» **Available records**:
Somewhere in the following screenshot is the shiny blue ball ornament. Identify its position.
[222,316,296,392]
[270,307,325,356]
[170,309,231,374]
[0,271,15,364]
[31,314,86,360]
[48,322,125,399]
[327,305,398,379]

» **Exercise brief**: Rewrite the records above with "blue" swapped for "silver", and keep everything else unchanged.

» **Solution to this task**:
Somewhere in the following screenshot is the shiny silver ball ornament. Identify its position.
[222,316,296,392]
[270,307,325,356]
[170,309,231,374]
[0,271,15,364]
[31,314,86,360]
[48,322,125,399]
[327,305,398,379]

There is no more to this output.